*TESTO PROPOSTO:*

━━━━━━━━

La partita europea dell’Italia

Giorgia Meloni. Foto Presidenza del Consiglio dei ministri

Giorgia Meloni va alla riunione del Consiglio Europeo in un contesto più che complicato. Si sommano i problemi sulla guerra in Ucraina con la situazione della finanza internazionale dopo la crisi del Credit Suisse e gli allarmi per le reti di medie banche statunitensi. A questo si aggiunge la tirata d’orecchi del commissario europeo Gentiloni che ha buttato lì che l’Italia pensa più al ponte di Messina che all’implementazione del PNRR.

Certo, sullo sfondo c’è l’eterna questione della gestione dei flussi migratori, tema su cui la UE promette di intervenire senza però specificare bene come, mentre il governo pensa, con poco realismo, di usare il nostro ritardo nella ratifica del MES come uno strumento di pressione (così salva anche la faccia alle forze che stupidamente sino ad ora hanno avversato quella misura).

Una situazione, come si vede, molto mossa che Meloni deve affrontare con una situazione interna poco coesa, perché tutte le forze in campo, in maggioranza e all’opposizione, non riescono a spogliarsi dall’abitudine di sventolare ciascuna le proprie bandierine, le quali peraltro riguardano per lo più faccende di immagine e non di sostanza.

━━━━━━━━

*CONSEGNA 1:* Riassumi in due frasi il testo proposto.

*DATI FORNITI:*
━━━━━━━━

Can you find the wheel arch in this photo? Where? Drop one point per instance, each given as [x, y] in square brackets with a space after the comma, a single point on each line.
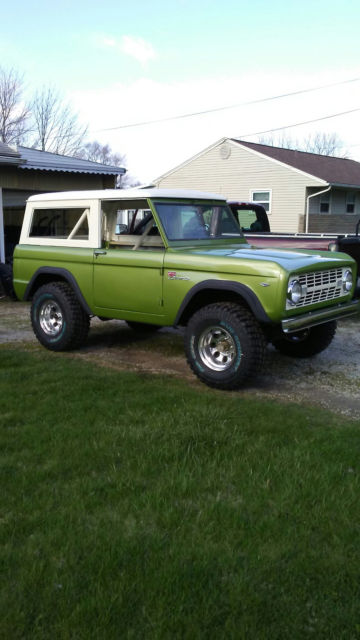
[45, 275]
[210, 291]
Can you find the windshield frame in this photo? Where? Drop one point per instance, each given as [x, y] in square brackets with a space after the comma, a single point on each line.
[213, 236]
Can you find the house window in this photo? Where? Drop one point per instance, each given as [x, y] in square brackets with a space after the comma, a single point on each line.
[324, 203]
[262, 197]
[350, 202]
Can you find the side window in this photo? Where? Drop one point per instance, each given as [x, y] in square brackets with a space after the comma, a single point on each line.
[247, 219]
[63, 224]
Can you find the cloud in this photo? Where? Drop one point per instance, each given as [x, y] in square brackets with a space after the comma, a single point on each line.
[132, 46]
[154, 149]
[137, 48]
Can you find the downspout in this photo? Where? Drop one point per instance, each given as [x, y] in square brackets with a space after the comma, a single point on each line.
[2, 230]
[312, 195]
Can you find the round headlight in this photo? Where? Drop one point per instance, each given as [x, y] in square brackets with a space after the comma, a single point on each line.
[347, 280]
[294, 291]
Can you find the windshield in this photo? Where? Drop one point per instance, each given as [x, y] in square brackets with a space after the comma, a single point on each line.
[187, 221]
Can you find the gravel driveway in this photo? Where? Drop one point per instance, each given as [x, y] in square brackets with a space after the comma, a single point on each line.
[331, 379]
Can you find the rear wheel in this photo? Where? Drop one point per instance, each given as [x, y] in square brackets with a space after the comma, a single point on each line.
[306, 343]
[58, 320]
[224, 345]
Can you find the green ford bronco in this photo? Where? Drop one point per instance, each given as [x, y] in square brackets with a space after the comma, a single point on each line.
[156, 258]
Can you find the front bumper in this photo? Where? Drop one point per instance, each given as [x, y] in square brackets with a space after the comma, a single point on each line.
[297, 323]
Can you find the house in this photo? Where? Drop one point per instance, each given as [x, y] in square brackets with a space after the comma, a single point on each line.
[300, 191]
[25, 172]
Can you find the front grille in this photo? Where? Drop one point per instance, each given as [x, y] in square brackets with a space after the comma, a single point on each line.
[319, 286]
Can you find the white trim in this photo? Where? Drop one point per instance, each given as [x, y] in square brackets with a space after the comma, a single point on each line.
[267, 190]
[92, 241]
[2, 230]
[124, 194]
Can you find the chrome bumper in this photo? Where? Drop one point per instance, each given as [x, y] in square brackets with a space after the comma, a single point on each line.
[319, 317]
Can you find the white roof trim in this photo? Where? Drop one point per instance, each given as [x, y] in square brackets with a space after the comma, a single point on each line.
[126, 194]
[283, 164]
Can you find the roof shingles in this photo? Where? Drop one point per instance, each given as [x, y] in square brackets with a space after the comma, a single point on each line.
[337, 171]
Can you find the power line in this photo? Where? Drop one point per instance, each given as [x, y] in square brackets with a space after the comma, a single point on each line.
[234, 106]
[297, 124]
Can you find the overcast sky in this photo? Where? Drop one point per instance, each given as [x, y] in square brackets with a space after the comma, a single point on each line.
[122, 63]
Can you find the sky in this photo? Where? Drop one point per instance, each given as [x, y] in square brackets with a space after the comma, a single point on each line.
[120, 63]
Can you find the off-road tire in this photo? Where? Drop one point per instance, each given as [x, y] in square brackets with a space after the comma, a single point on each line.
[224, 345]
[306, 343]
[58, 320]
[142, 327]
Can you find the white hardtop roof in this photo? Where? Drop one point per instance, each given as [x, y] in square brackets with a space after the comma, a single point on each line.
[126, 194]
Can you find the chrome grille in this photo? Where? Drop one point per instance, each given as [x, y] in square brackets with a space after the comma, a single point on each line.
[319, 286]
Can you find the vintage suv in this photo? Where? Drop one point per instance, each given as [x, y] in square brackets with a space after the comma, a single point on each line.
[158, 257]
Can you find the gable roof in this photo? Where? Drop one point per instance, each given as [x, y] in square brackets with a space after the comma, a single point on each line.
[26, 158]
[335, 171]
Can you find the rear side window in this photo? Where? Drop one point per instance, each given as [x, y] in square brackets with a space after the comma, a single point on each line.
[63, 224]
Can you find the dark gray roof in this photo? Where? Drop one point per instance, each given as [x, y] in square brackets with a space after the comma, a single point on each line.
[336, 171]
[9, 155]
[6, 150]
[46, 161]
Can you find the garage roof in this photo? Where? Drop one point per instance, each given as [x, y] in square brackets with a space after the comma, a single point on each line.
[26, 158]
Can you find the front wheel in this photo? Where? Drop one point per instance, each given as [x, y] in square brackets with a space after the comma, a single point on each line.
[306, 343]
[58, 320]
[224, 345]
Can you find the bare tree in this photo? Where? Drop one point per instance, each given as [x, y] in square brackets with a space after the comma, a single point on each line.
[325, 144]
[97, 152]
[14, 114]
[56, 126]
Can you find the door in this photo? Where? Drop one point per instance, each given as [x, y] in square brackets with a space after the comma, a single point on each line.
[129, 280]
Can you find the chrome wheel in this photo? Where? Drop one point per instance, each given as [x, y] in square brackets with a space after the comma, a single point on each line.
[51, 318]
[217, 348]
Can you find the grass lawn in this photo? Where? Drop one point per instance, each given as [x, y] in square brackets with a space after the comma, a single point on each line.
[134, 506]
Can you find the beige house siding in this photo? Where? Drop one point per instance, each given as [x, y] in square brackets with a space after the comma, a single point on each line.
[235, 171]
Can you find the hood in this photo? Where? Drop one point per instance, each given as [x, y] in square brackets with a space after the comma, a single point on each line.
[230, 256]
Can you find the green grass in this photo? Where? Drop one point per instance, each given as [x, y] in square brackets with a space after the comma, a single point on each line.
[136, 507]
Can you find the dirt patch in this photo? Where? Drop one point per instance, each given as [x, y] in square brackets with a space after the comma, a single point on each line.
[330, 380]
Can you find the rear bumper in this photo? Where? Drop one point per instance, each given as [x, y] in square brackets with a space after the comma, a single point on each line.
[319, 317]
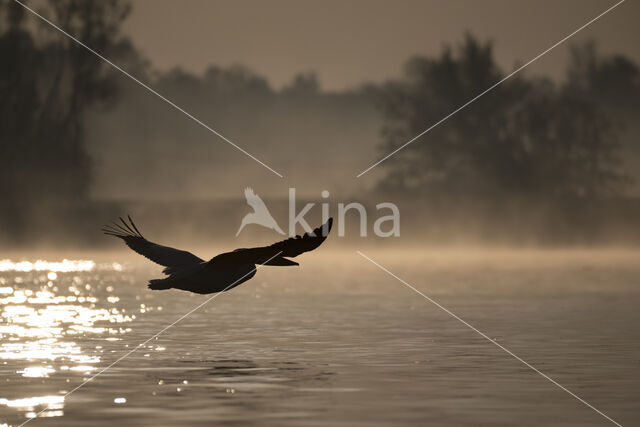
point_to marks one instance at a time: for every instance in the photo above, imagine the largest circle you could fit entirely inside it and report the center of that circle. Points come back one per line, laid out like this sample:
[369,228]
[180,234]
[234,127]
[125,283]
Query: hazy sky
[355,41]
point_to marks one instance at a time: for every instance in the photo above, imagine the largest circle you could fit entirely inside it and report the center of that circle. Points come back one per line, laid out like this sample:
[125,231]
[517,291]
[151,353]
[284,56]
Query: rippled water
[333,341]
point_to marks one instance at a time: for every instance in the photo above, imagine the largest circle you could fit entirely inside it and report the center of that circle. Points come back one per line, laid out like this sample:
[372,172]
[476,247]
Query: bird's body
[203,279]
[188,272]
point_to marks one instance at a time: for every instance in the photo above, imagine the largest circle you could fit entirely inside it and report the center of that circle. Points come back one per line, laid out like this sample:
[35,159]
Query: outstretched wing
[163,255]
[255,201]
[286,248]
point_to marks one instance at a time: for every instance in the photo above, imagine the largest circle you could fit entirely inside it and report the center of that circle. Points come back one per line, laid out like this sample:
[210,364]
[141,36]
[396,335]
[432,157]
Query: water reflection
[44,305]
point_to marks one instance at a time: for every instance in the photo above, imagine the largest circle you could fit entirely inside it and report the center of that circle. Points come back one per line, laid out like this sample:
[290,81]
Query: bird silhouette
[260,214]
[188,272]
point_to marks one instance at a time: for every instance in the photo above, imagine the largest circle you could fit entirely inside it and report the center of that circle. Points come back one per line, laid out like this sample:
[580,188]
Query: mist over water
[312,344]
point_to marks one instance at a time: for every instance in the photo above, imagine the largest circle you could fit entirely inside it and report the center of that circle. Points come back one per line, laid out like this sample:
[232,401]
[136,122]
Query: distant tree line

━━━━━━━━

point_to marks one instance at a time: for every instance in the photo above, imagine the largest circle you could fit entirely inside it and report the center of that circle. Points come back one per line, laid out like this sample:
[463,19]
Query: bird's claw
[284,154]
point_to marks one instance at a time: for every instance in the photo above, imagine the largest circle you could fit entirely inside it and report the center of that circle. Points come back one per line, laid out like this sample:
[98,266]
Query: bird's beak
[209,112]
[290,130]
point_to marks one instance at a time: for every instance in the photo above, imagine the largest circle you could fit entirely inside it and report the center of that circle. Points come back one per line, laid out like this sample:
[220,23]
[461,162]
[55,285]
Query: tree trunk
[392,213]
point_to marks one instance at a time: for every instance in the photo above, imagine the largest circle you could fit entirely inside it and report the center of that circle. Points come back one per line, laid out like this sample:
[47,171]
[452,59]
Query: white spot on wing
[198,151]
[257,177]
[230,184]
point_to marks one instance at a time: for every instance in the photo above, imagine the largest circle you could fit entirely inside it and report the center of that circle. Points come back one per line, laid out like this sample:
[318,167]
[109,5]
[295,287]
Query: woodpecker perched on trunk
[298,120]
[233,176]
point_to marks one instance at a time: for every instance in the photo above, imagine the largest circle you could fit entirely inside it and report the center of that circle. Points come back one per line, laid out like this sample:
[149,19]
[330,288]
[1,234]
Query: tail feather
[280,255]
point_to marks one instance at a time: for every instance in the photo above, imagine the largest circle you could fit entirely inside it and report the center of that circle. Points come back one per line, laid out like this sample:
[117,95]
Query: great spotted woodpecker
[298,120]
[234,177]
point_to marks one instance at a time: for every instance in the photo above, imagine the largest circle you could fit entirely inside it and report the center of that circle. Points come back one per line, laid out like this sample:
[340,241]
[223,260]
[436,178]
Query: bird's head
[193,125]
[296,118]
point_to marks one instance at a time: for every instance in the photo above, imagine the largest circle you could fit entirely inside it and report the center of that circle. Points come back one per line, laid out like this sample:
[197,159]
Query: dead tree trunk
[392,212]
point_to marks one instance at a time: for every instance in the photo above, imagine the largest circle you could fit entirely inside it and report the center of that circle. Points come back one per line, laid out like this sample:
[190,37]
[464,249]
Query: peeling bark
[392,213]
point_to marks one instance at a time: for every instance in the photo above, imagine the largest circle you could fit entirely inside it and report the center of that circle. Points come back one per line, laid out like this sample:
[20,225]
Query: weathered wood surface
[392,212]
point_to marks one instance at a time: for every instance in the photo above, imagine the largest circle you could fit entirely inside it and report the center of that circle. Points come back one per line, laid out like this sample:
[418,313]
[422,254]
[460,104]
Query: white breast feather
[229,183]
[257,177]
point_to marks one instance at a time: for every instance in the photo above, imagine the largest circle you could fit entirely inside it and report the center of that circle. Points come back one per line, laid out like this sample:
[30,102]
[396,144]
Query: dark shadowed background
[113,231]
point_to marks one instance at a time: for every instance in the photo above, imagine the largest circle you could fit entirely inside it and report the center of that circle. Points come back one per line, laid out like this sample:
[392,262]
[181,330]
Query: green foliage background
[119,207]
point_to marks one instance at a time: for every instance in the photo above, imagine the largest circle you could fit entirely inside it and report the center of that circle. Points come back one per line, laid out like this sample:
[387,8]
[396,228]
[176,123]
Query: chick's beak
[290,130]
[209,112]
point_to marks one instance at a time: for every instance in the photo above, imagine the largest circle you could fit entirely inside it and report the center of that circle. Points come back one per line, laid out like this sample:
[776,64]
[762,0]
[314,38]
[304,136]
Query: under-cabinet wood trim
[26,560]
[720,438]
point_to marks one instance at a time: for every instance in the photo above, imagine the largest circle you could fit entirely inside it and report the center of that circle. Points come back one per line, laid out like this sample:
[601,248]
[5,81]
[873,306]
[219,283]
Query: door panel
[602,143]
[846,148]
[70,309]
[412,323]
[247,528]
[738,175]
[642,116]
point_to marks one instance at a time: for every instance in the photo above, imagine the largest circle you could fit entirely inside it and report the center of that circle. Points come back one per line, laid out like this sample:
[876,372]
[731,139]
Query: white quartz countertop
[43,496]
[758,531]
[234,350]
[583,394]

━━━━━━━━

*CONSEGNA 2:* Raccogli, per favore, tutte le righe dei record che contengono la parola "window".

*SOLUZIONE SCRITTA 1:* Giorgia Meloni va al Consiglio Europeo in un contesto complicato, segnato dalla guerra in Ucraina, dalla situazione della finanza internazionale dopo la crisi del Credit Suisse e gli allarmi sulle medie banche statunitensi, e dal richiamo del commissario Gentiloni sull'attuazione del PNRR. Sullo sfondo restano la gestione dei flussi migratori, su cui la UE promette di intervenire senza specificare come, e una situazione interna poco coesa, in cui maggioranza e opposizione continuano a sventolare ciascuna le proprie bandierine.

*SOLUZIONE SCRITTA 2:*
Can you find the house window in this photo? Where? Drop one point per instance, each given as [x, y] in square brackets with a space after the comma, a single point on each line.
Can you find the side window in this photo? Where? Drop one point per instance, each given as [x, y] in square brackets with a space after the comma, a single point on each line.
Can you find the rear side window in this photo? Where? Drop one point per instance, each given as [x, y] in square brackets with a space after the comma, a single point on each line.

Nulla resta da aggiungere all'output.